**** DATA TO USE
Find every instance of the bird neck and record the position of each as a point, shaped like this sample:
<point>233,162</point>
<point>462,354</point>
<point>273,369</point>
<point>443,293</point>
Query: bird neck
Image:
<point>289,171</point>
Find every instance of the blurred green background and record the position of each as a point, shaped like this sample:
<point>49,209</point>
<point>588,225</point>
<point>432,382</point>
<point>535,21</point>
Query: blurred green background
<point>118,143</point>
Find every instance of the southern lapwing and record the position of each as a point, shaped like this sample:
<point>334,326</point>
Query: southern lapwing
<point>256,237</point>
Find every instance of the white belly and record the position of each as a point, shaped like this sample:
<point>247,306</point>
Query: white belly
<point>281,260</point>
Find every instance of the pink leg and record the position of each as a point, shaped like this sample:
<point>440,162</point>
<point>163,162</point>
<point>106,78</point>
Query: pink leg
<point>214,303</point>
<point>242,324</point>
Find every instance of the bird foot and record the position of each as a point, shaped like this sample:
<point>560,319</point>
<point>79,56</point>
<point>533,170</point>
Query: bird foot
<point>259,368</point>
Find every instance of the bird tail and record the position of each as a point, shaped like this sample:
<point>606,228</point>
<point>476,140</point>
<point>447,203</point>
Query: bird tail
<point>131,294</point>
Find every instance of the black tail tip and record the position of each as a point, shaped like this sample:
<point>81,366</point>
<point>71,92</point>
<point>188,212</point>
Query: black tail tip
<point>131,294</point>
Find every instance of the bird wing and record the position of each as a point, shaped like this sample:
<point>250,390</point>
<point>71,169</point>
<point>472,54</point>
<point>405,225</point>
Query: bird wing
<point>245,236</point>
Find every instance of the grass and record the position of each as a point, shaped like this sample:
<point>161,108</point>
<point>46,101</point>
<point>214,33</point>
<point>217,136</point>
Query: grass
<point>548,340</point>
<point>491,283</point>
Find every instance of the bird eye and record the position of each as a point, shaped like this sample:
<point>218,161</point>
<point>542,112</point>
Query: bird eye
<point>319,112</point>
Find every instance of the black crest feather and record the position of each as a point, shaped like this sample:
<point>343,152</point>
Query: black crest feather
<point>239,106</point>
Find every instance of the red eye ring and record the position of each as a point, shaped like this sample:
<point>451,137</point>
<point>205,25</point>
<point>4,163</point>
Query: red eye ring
********
* [WHAT THE TASK REQUIRES]: Retype every one of the entries above character for character, with no changes.

* [THE OUTPUT]:
Find every instance of the bird neck and record the position of each as a point, shaped like this sample:
<point>233,162</point>
<point>462,354</point>
<point>273,369</point>
<point>443,293</point>
Query: bird neck
Image:
<point>289,171</point>
Find every instance of the blurred green background and record the position of each as a point, shaped like this sample:
<point>49,209</point>
<point>588,225</point>
<point>432,382</point>
<point>535,21</point>
Query: blurred green background
<point>118,143</point>
Find every instance of the southern lapwing and record the position of each as a point, shaped like this sample:
<point>334,326</point>
Query: southern lapwing
<point>256,237</point>
Find every instance of the white belly and record the position of each as a point, shaped like this sample:
<point>247,306</point>
Query: white belly
<point>281,260</point>
Find every instance of the pink leg and record the position of each as a point, shaped like this sample:
<point>440,162</point>
<point>163,162</point>
<point>106,78</point>
Query: pink leg
<point>214,303</point>
<point>242,324</point>
Find every instance of the bird foot and record the position of each as a point, shaped like this sample:
<point>560,319</point>
<point>79,56</point>
<point>533,170</point>
Query: bird foot
<point>259,368</point>
Find every instance of the bird tail and record the position of each as a point, shaped like this sample:
<point>606,228</point>
<point>476,140</point>
<point>447,203</point>
Query: bird tail
<point>131,294</point>
Find every instance of the black tail tip and record the position of each as a point, shaped like this sample:
<point>81,366</point>
<point>71,92</point>
<point>188,212</point>
Query: black tail tip
<point>131,294</point>
Find every instance of the bird wing and record the position of each as a point, shaped like this sample:
<point>250,390</point>
<point>71,169</point>
<point>472,54</point>
<point>405,225</point>
Query: bird wing
<point>245,236</point>
Find every instance of the grass and record the position of each as a point, shaped like this sample:
<point>161,108</point>
<point>46,101</point>
<point>214,33</point>
<point>217,136</point>
Query: grass
<point>548,340</point>
<point>491,283</point>
Find every instance of the bird eye and record the position of each as a point, shaped like this sample:
<point>218,161</point>
<point>542,112</point>
Query: bird eye
<point>319,112</point>
Find every instance of the black crest feather and record the position of each as a point, shaped like this sample:
<point>343,152</point>
Query: black crest feather
<point>239,106</point>
Find every instance of the red eye ring and record the position of each as a point, shaped like this sample:
<point>451,137</point>
<point>205,25</point>
<point>4,163</point>
Query: red eye ring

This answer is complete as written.